--- Text section ---
RARE—Creatures of the Photo Ark

RARE—Creatures of the Photo Ark

Tue, 07/18/2017 - 9:00pm - 10:00pm

Pictured: Joel Sartore takes a selfie with Monarch butterflies in the Sierra Chincua monarch sanctuary.

Credit:  Courtesy of © 2016 Joel Sartore Photography Inc.

Renowned National Geographic photographer Joel Sartore is a natural-born storyteller.

His Photo Ark project is a digital “collection” of the world’s mammals, fish, amphibians, birds, reptiles and insects, and the focus of RARE—Creatures of the Photo Ark. This captivating new three-part series follows Sartore as he documents threatened species at zoos, in nature preserves, and in the wild. Throughout RARE, scientists and naturalists reveal surprising and important information about why ensuring the future of these animals is so critical. Follow Sartore’s adventures at #RarePBS. RARE—Creatures of the Photo Ark airs Tuesdays, July 18-August 1 at 9 p.m. on WXXI-TV.
--- Information supplied ---
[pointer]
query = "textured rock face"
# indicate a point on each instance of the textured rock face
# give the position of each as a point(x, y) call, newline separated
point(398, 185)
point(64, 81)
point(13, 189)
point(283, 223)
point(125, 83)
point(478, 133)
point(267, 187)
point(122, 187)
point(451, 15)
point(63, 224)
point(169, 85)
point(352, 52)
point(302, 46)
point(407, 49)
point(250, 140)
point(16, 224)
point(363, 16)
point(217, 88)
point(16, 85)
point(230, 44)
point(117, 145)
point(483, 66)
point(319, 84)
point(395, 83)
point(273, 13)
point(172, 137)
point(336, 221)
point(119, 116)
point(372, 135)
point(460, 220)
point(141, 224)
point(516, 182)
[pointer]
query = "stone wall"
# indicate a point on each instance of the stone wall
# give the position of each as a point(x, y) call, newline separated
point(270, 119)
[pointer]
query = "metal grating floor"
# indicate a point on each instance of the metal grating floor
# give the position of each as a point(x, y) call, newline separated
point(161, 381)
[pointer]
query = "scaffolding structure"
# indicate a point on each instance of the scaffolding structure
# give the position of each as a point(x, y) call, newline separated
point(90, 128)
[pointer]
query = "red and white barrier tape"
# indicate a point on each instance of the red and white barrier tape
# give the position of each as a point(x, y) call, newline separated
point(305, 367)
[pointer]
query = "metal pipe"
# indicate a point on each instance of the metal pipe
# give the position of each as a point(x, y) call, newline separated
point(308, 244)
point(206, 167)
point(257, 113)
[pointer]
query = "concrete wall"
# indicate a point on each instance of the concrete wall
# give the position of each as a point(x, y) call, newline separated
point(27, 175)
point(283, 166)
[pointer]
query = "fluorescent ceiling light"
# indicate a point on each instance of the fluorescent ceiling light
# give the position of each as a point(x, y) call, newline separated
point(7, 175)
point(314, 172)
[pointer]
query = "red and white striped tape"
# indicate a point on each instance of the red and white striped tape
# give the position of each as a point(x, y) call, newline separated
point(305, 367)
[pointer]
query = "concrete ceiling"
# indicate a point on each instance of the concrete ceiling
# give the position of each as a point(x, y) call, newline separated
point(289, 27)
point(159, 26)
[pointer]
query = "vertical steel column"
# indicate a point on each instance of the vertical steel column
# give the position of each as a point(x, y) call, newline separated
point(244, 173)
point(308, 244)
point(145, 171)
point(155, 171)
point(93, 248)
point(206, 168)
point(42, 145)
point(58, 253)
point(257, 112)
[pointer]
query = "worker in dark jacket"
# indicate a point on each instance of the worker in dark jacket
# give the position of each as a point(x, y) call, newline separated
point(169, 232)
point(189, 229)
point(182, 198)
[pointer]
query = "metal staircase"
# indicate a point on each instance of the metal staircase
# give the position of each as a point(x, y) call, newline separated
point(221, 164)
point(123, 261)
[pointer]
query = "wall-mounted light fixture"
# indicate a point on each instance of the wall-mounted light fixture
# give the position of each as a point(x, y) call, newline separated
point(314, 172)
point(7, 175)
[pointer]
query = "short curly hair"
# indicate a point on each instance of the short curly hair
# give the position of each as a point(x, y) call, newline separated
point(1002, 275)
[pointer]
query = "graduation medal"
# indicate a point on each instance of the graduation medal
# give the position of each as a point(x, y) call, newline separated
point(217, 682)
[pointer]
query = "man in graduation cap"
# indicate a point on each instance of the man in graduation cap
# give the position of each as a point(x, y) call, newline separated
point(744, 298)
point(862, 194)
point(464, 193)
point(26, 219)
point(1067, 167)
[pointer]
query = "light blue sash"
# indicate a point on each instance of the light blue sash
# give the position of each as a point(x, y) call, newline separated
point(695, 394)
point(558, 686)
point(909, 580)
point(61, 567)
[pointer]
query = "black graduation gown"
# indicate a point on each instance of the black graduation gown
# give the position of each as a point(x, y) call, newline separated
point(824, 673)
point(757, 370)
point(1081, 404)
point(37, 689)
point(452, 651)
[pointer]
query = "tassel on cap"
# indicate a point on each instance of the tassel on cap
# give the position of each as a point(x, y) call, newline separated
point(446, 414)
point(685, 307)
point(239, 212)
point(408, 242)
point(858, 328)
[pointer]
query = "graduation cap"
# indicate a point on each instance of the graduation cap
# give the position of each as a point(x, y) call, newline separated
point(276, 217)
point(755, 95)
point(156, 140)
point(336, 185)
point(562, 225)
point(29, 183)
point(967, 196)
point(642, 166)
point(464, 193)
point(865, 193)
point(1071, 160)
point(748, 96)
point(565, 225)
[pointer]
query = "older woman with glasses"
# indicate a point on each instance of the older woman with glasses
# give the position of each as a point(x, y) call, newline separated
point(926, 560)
---
-- Directive --
Answer these questions from the Photo Ark listing:
1. Where does the pictured selfie with Monarch butterflies take place?
2. How many parts does the series have?
3. On which station does the series air?

-- Completed exercise --
1. The Sierra Chincua monarch sanctuary.
2. Three.
3. WXXI-TV.